» **Petunjuk**
1 > Salin bagian artikel tentang revisi Perpres Kartu Prakerja dari "Alih-alih Perpres 76/2020" sampai dengan "31B Perpres 76/2020.", dan ganti "program andalan" dengan "program unggulan".
2 > Lanjutkan artikel tentang revisi Perpres Kartu Prakerja setelah kalimat terakhirnya.

» **Dokumen Sumber**
Legislator Ini Sebut Revisi Perpres Kartu Prakerja Potensi Korupsi
Berita

Legislator Ini Sebut Revisi Perpres Kartu Prakerja Potensi Korupsi

ICW menyebut revisi Perpres Kartu Prakerja memunculkan empat persoalan. Mulai sewenang-wenang memberi impunitas Komite Cipta Kerja dan Manajemen Pelaksana, inkonsistensi program, ingin menormalisasi praktik konflik kepentingan yang dilakukan platform digital, hingga terkesan berpihak ke pengusaha ketimbang masyarakat.

Rofiq Hidayat
Bacaan 2 Menit

Alih-alih Perpres 76/2020 bisa merespon berbagai kelemahan program andalan ini, malah memunculkan empat persoalan baru. Pertama, Presiden Joko Widodo bersikap sewenang-wenang memberikan impunitas kepada Komite Cipta Kerja dan Manajemen Pelaksana melalui Pasal 31B Perpres 76/2020.

Menurut Wana, dalam laporan dugaan maladministrasi yang ICW sampaikan ke Ombudsman Republik Indonesia Juni lalu, salah satu permasalahan perjanjian kerja sama sebelum terbitnya aturan teknis yakni Peraturan Menteri Perekonomian Nomor 3 Tahun 2020.

Langkah Presiden Joko Widodo ingin menormalisasi praktik konflik kepentingan yang dilakukan oleh platform digital melalui Pasal 31 B ayat (1) dan Pasal 31B ayat (2) huruf c. Berdasarkan temuan dari KPK, 5 dari 8 platform digital memiliki konflik kepentingan. Pasalnya sekaligus bertindak sebagai lembaga pelatihan. “Hal ini menandakan Presiden Joko Widodo tidak mementingkan aspek integritas dalam pembuatan kebijakan,” kata dia.

Kedua, pemerintah dianggap tidak memiliki konsep yang jelas mengenai program kartu prakerja. Alhasil, menimbulkan inkonsistensi dan kerancuan. Dalam rencana berdasarkan dokumen Rencana Pembangunan Jangka Menengah Nasional (RPJMN) 2020-2024, program kartu prakerja menjadi strategi dalam meningkatkan sumber daya manusia.

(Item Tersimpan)

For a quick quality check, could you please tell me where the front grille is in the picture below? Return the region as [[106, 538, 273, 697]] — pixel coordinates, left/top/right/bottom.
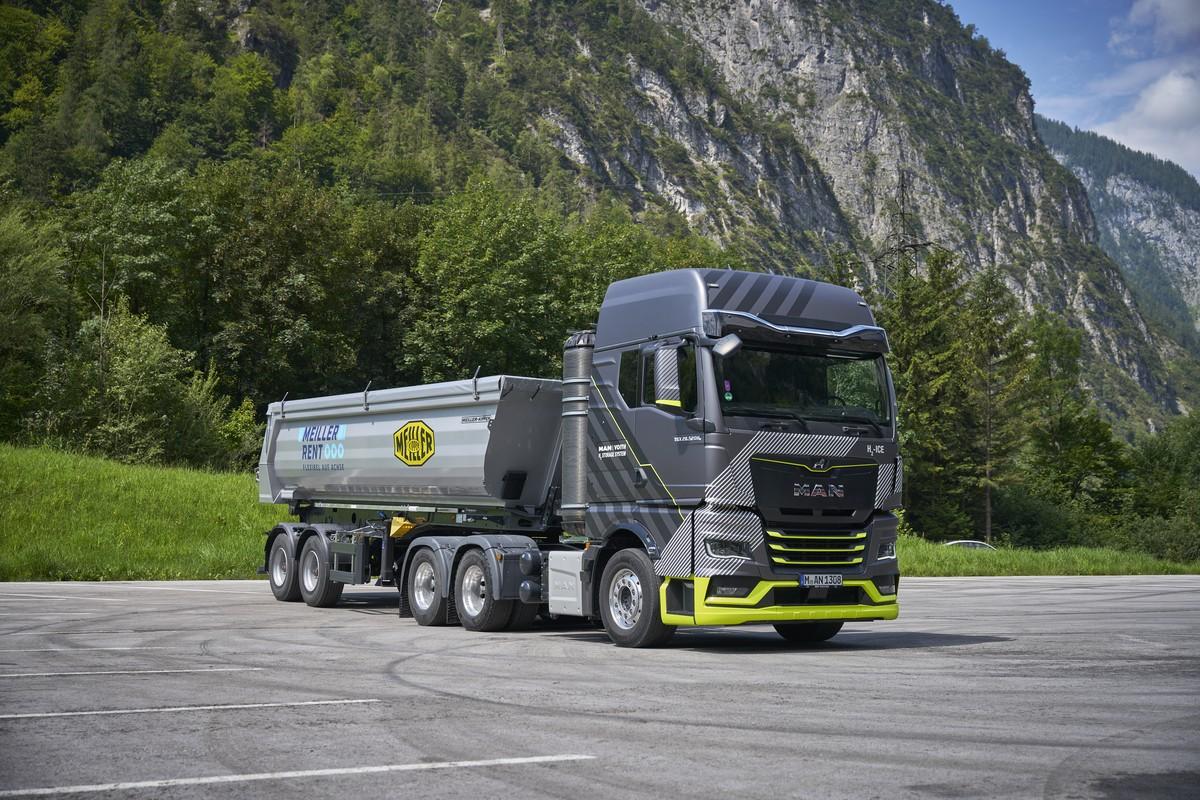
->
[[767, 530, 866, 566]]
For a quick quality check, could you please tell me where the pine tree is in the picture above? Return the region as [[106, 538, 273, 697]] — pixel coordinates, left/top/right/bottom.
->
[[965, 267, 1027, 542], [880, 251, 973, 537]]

---

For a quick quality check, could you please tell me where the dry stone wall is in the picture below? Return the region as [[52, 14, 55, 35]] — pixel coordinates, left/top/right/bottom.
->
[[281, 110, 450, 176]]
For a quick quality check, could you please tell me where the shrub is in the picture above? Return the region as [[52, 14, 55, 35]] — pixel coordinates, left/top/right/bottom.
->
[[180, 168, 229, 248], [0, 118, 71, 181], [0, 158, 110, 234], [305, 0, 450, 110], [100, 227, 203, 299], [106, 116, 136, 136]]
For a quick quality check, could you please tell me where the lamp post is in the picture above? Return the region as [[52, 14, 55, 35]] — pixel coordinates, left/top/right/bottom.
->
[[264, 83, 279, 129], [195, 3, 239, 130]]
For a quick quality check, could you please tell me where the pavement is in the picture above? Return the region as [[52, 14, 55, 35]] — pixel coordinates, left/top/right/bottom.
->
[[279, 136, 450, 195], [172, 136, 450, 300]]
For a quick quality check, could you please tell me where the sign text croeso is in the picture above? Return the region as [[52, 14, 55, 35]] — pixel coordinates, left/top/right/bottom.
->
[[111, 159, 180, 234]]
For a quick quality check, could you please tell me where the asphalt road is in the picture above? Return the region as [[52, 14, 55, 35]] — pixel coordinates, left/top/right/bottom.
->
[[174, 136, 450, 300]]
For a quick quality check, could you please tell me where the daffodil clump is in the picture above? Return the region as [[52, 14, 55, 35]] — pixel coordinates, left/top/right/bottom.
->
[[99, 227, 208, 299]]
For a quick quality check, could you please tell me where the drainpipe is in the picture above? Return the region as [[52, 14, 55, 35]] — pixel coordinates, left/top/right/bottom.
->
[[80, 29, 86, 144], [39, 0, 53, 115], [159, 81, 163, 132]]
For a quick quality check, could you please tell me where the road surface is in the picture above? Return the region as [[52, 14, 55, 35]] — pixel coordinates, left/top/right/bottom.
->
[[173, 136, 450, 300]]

» **Hasil Latihan**
1 >
Alih-alih Perpres 76/2020 bisa merespon berbagai kelemahan program unggulan ini, malah memunculkan empat persoalan baru. Pertama, Presiden Joko Widodo bersikap sewenang-wenang memberikan impunitas kepada Komite Cipta Kerja dan Manajemen Pelaksana melalui Pasal 31B Perpres 76/2020.

2 >
Namun, Pasal 12A ayat (1) disebutkan bahwa pelaksanaan program kartu prakerja sebagai bentuk bantuan sosial dalam masa pandemi Covid-19. Nah, pencatuman klausul tersebut justru patut diduga hanya upaya menjustifikasi skema penanggulangan Covid-19 sebagai mekanisme bantuan sosial. Sehingga tidak lagi perlu menerapkan mekanisme tender dalam memilih mitra platform digital.  

Ketiga, pemerintah mengesampingkan mekanisme pengadaan barang dan jasa sebagai instrumen untuk memilih delapan platform digital sebagaimana tercermin dalam Pasal 31A. Dalam klausul itu dijelaskan pelaksanaan tetap memperhatikan prinsip pengadaan barang diantaranya transparan, terbuka, bersaing, adil, dan akuntabel. “Tapi, pada saat proses pemilihan delapan platform digital nyatanya pemerintah abai menggunakan prinsip pengadaan,” kata dia.

Keempat, pemerintah terkesan berpihak kepada pengusaha dibanding ke masyarakat. Menurut Wana, bila melihat proporsi anggaran yang diberikan, negara memberikan insentif sebesar Rp5,6 triliun kepada delapan platform digital. Sedangkan insentif yang diterima individu - tanpa biaya bantuan pelatihan - hanya Rp2,55 juta.